# Records for processing start

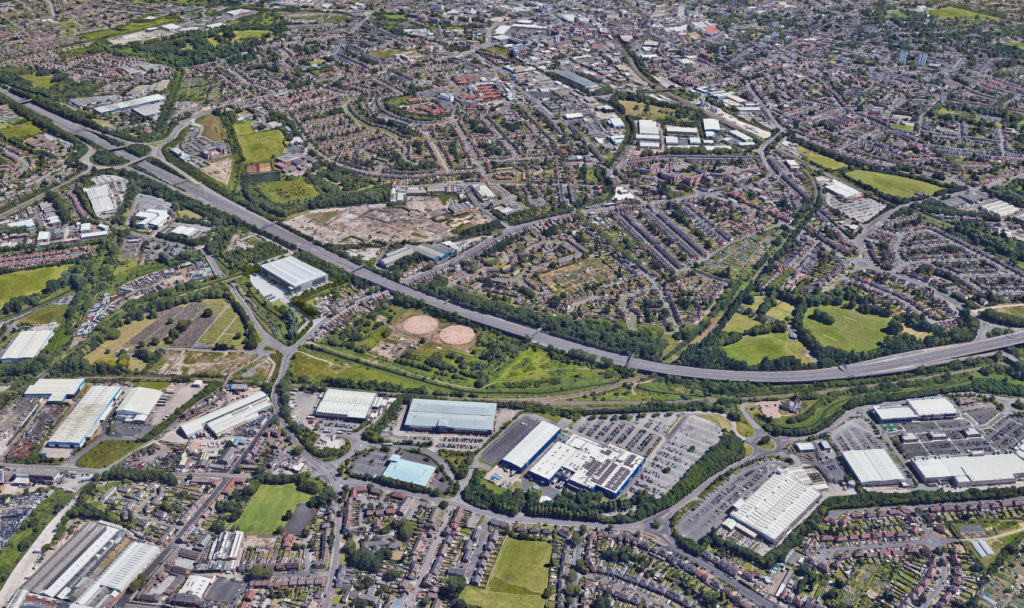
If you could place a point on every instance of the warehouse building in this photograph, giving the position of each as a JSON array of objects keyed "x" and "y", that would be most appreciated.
[
  {"x": 55, "y": 389},
  {"x": 437, "y": 416},
  {"x": 293, "y": 274},
  {"x": 350, "y": 405},
  {"x": 410, "y": 472},
  {"x": 28, "y": 344},
  {"x": 525, "y": 451},
  {"x": 92, "y": 569},
  {"x": 85, "y": 418},
  {"x": 872, "y": 467},
  {"x": 967, "y": 471},
  {"x": 137, "y": 404},
  {"x": 776, "y": 506},
  {"x": 228, "y": 417},
  {"x": 587, "y": 465},
  {"x": 915, "y": 409}
]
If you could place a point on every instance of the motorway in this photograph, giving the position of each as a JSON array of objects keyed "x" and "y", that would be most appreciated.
[{"x": 871, "y": 367}]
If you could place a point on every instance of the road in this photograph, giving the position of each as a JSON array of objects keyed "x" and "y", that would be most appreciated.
[{"x": 872, "y": 367}]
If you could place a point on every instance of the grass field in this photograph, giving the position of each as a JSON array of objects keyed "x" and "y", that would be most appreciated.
[
  {"x": 519, "y": 576},
  {"x": 26, "y": 283},
  {"x": 107, "y": 452},
  {"x": 259, "y": 147},
  {"x": 43, "y": 315},
  {"x": 17, "y": 131},
  {"x": 951, "y": 12},
  {"x": 852, "y": 330},
  {"x": 895, "y": 185},
  {"x": 40, "y": 82},
  {"x": 820, "y": 160},
  {"x": 288, "y": 190},
  {"x": 212, "y": 127},
  {"x": 267, "y": 507},
  {"x": 751, "y": 349},
  {"x": 740, "y": 322}
]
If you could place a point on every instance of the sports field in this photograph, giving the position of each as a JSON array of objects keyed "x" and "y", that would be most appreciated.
[
  {"x": 26, "y": 283},
  {"x": 288, "y": 190},
  {"x": 261, "y": 146},
  {"x": 852, "y": 330},
  {"x": 267, "y": 507},
  {"x": 751, "y": 349},
  {"x": 519, "y": 576},
  {"x": 895, "y": 185},
  {"x": 820, "y": 160}
]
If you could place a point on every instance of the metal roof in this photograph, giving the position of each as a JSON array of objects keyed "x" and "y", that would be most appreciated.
[
  {"x": 458, "y": 416},
  {"x": 872, "y": 467}
]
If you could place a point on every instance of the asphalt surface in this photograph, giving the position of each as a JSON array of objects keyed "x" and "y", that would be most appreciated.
[{"x": 872, "y": 367}]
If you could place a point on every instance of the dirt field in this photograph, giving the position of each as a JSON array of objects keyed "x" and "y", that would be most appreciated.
[
  {"x": 219, "y": 170},
  {"x": 380, "y": 223},
  {"x": 457, "y": 335}
]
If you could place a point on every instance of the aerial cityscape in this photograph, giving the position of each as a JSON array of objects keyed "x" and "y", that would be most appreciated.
[{"x": 511, "y": 304}]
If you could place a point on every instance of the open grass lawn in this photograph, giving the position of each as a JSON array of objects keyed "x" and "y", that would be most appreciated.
[
  {"x": 114, "y": 346},
  {"x": 852, "y": 330},
  {"x": 751, "y": 349},
  {"x": 107, "y": 452},
  {"x": 288, "y": 190},
  {"x": 519, "y": 576},
  {"x": 17, "y": 131},
  {"x": 40, "y": 82},
  {"x": 951, "y": 12},
  {"x": 247, "y": 34},
  {"x": 26, "y": 283},
  {"x": 43, "y": 315},
  {"x": 740, "y": 322},
  {"x": 212, "y": 127},
  {"x": 259, "y": 147},
  {"x": 267, "y": 507},
  {"x": 895, "y": 185},
  {"x": 820, "y": 160}
]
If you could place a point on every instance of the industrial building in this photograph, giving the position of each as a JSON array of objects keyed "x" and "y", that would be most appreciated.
[
  {"x": 587, "y": 465},
  {"x": 539, "y": 439},
  {"x": 137, "y": 404},
  {"x": 344, "y": 404},
  {"x": 872, "y": 467},
  {"x": 28, "y": 344},
  {"x": 55, "y": 389},
  {"x": 916, "y": 409},
  {"x": 437, "y": 416},
  {"x": 228, "y": 417},
  {"x": 293, "y": 274},
  {"x": 85, "y": 418},
  {"x": 776, "y": 506},
  {"x": 966, "y": 471},
  {"x": 410, "y": 472},
  {"x": 92, "y": 569}
]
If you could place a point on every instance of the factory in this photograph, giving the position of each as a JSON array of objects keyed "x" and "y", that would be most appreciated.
[
  {"x": 348, "y": 405},
  {"x": 872, "y": 467},
  {"x": 915, "y": 409},
  {"x": 137, "y": 404},
  {"x": 293, "y": 274},
  {"x": 228, "y": 417},
  {"x": 437, "y": 416},
  {"x": 55, "y": 389},
  {"x": 91, "y": 569},
  {"x": 409, "y": 472},
  {"x": 967, "y": 471},
  {"x": 586, "y": 465},
  {"x": 28, "y": 344},
  {"x": 776, "y": 506},
  {"x": 85, "y": 418}
]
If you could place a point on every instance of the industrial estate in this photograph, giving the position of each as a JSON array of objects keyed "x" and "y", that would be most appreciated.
[{"x": 320, "y": 304}]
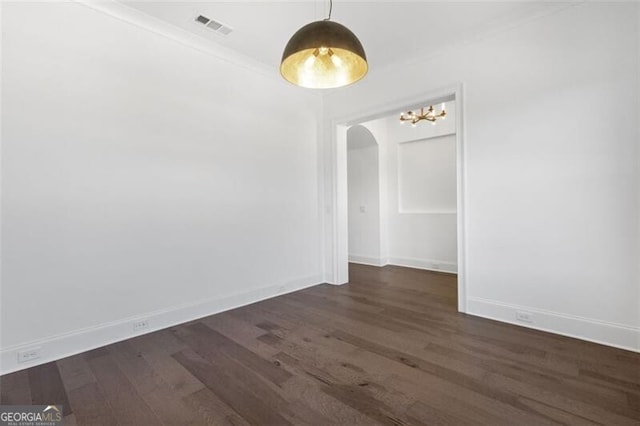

# Records for processing end

Given request:
Please find each line in the records above that contains the word "building", and copy those lines out in full. Case counts when matching.

Complete response:
If you could place a point on every instance of the warehouse building in this photograph, giving the position of each as a JSON array of objects keyed "x" and "y", that would be most appreciated.
If you could place a point on every instance of the industrial building in this photograph, giving the position of each as a JSON array of objects keyed "x" and "y", that would be most appreciated.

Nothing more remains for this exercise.